TEXTO DO DOCUMENTO
----
IHU On-Line – Em que aspectos Dogville e a filosofia de Kierkegaard promovem uma crítica à massificação igualitária promovida pelo cristianismo e pela democracia?

Fransmar Barreira Costa Lima – Primeiramente, a crítica promovida pela filosofia de Kierkegaard não é uma crítica ao cristianismo, e sim uma crítica à cristandade. O cristianismo não é um estilo de vida ou uma constituição cultural; é uma opção pela verdade e pela verdade encontrada no absoluto, exigente pela autenticidade e pelo compromisso frente ao outro. Na Dinamarca luterana do século XIX, Kierkegaard encontra no bispo Mynster um fomentador do cristianismo como concepção cultural – e ele escreve sobre isto nos diários – e combate esta ideia de um “cristianismo cultura” que não é o verdadeiro cristianismo, e sim uma estruturação institucional da cristandade.  Tal cristandade promove a igualdade a partir de uma assimilação identitária entre eu e o outro. Todos são iguais e até legalmente cristãos. Não se reconhecem as diferenças entre os indivíduos e também não se respeitam as individualidades. Note-se que não falamos de um individualismo, ou uma condição egoística de ser, mas na individualidade, na consideração que cada indivíduo deve ter por outro reconhecendo-o como singular; idêntico, mas não igual. O termo massificação igualitária não cabe propriamente na filosofia de Kierkegaard, mas se adéqua à ideia de Dogville. O conceito de massificação só aparecerá na filosofia com Adorno , já na primeira metade do século XX.Não se pode negar, porém, que Adorno não sofra influência de Kierkegaard, até porque sua tese de livre docência é sobre Kierkegaard. (Kierkegaard: A construção do Estético, inédita ainda em nossa língua mas que deve brevemente ser publicada com uma tradução de Álvaro Valls.)
A distância histórica entre Kierkegaard e o filme de Lars von Trier é grande; muita coisa aconteceu nestes quase 150 anos. É possível, entretanto, pensar algumas aproximações quando consideramos que o legado do pensamento de Kierkegaard é determinante para a filosofia do séc. XX. Em Dogville, a democracia – no modelo norte-americano – encontra na cristandade um embasamento muito forte: citamos Deus à todo momento e o encontramos referências a ele até em nossas moedas correntes. Há de se perguntar, no entanto: De qual deus falamos? Qual Deus citamos? É o Deus do cristianismo, que exige compromisso ético, alteridade, virtude; ou é um Deus da cristandade, já sem identidade e que atende a nossos preceitos culturais ou institucionais, onde a votação democrática e a vontade do todo – enquanto grupo social – determinam como premissas religiosas a vontade de Deus? É claro que estas questões só podem ser respondidas pelo indivíduo em uma reflexão que privilegie sua interioridade. Como em Dogville, é necessário escavar na profundeza do humano a forma como Deus se comunica hoje com cada um.
----
EXCERTOS DAS LINHAS
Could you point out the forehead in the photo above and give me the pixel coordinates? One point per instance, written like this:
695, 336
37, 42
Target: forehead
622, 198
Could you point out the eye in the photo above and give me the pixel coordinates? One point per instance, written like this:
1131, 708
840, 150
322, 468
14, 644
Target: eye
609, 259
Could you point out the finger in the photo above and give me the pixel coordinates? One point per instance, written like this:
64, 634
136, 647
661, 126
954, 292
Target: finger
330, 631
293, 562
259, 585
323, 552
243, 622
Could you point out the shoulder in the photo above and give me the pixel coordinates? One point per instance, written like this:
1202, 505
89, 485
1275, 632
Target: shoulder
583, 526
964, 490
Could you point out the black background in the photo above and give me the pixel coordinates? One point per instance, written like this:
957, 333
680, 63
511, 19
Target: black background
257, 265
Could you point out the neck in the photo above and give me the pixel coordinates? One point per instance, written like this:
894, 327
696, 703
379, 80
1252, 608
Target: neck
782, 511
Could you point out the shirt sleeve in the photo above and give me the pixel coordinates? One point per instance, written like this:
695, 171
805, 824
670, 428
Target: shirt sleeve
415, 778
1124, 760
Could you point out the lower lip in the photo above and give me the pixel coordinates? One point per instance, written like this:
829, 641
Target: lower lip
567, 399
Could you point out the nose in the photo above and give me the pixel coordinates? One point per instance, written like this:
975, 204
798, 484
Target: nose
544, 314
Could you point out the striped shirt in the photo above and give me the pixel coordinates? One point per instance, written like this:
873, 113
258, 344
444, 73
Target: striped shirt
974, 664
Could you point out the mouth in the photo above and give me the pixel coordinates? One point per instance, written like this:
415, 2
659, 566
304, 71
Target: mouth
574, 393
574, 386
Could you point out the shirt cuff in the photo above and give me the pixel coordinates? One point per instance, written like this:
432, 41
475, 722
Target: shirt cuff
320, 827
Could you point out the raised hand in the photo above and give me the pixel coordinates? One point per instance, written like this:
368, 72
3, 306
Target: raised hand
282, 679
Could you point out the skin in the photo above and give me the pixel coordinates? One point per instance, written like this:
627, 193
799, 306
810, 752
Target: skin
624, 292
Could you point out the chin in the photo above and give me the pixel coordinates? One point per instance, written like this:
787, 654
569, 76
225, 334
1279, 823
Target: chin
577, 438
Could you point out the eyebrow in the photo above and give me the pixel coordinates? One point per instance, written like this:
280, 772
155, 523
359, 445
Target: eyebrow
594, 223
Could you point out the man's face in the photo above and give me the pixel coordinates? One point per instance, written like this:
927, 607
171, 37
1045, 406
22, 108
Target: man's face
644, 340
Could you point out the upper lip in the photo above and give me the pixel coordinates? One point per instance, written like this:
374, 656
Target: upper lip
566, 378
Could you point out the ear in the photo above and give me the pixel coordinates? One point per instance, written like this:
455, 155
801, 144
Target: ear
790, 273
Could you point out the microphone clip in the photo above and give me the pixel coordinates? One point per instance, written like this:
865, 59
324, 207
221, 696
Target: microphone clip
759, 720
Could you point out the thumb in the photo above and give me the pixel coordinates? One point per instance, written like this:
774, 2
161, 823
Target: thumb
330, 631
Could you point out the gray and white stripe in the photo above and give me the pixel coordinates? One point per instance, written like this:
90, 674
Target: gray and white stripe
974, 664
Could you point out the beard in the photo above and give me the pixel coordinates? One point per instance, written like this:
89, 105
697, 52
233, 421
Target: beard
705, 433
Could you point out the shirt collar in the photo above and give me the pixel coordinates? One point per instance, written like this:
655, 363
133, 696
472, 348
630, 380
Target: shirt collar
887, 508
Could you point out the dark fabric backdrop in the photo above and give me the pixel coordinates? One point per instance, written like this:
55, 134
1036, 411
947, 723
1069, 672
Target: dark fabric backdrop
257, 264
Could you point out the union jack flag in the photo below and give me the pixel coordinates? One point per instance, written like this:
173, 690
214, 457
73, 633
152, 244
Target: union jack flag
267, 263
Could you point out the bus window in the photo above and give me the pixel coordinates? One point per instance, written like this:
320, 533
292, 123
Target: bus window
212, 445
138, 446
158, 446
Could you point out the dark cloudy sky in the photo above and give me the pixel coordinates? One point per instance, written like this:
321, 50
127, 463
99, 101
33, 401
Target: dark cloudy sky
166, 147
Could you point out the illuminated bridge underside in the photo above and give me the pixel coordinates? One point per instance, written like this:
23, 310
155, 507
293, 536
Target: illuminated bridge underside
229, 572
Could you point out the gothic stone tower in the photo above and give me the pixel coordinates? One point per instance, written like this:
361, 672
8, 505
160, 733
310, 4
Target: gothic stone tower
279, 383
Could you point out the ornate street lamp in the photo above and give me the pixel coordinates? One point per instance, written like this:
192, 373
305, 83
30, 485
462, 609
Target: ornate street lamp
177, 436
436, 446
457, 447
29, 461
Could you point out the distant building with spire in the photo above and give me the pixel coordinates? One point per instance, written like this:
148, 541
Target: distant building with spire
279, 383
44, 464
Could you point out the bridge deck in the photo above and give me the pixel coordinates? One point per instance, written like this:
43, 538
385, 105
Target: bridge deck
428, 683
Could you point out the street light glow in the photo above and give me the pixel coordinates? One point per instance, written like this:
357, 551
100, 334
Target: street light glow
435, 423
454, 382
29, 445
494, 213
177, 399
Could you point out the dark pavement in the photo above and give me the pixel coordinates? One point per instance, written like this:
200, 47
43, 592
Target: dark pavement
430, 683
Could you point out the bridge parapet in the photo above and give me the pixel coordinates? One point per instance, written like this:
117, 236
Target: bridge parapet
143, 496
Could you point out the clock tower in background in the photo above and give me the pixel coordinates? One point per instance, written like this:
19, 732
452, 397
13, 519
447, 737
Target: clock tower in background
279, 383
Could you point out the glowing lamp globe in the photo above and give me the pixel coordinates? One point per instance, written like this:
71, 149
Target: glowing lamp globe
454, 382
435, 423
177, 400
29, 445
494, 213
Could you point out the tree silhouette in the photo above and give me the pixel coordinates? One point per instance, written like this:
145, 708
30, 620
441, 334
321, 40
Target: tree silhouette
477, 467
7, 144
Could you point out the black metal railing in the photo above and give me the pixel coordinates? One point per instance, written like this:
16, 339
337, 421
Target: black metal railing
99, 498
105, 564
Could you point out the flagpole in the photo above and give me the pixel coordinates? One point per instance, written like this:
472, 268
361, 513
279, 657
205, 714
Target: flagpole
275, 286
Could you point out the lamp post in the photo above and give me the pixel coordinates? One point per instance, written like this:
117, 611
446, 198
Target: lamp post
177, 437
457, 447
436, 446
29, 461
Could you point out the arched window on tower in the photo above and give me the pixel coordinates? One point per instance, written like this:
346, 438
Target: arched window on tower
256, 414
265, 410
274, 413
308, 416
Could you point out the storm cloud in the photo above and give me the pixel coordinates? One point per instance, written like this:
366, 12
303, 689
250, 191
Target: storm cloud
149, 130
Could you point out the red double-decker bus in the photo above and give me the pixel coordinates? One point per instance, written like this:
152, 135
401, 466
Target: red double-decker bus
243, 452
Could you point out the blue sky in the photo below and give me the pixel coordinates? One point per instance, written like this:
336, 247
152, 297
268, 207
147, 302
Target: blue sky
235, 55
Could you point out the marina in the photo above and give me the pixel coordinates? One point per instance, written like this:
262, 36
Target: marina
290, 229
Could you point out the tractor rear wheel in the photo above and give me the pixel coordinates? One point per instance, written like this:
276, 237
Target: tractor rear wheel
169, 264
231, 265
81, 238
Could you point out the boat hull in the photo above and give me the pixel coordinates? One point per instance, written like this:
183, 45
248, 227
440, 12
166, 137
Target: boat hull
----
Por favor, liste todas as pessoas mencionadas pelo nome no texto do documento.

TAREFA RESOLVIDA
- Fransmar Barreira Costa Lima
- Kierkegaard
- bispo Mynster
- Adorno
- Álvaro Valls
- Lars von Trier